> **SET PROBLEM**
Rewrite the entries below starting at the line containing "Locate the owl beak" and ending at the line containing "[0,8,75,75]", requests included, adding -31 to every bounding box coordinate in the answers. Omit the pictures.
# # # #
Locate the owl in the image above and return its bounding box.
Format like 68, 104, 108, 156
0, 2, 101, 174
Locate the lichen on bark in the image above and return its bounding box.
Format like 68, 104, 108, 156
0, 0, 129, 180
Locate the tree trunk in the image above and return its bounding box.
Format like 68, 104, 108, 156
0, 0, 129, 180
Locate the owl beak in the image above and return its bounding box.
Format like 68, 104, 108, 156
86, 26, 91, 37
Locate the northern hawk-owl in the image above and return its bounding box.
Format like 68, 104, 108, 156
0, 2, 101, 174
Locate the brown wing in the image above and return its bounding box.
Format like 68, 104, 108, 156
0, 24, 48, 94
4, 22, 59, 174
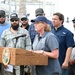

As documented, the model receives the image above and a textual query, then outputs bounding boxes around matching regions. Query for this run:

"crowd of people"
[0,8,75,75]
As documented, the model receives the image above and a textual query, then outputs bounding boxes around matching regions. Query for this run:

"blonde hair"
[44,24,51,31]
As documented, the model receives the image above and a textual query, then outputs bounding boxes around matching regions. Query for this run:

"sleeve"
[46,35,59,51]
[66,32,74,48]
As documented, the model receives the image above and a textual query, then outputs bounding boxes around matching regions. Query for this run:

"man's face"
[52,15,62,27]
[0,15,6,24]
[21,18,28,26]
[10,18,19,30]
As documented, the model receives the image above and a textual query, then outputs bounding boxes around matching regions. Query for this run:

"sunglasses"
[21,18,27,21]
[0,15,5,18]
[10,19,19,22]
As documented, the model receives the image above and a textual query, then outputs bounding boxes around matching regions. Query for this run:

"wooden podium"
[0,47,48,65]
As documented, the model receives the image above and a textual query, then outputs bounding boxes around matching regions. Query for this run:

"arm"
[33,49,59,59]
[62,47,72,68]
[43,49,59,59]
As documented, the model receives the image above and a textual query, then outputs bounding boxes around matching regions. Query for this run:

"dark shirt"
[52,25,74,65]
[29,20,53,44]
[21,24,29,30]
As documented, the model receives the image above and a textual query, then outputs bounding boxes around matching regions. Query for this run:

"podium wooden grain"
[0,47,48,65]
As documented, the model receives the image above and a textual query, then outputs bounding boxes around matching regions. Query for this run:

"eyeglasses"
[21,18,27,21]
[0,15,5,18]
[10,19,18,22]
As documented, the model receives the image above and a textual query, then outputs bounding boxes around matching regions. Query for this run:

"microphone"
# # # #
> **RIGHT ANSWER**
Locate the owl beak in the image above and return its bounding box.
Format like 68, 104, 108, 156
55, -5, 60, 6
Locate the northern hawk-owl in the image above and return its bounding box.
Format like 68, 104, 108, 156
-31, -29, 70, 143
Locate the brown wing in the image above and return its bounding box.
Format like 68, 104, 108, 156
-31, -7, 17, 63
-27, -9, 28, 143

As documented, the model receives the image above and a textual query, then outputs bounding boxes around matching regions. Query for this run:

"crowd of people"
[-31,-23,44,44]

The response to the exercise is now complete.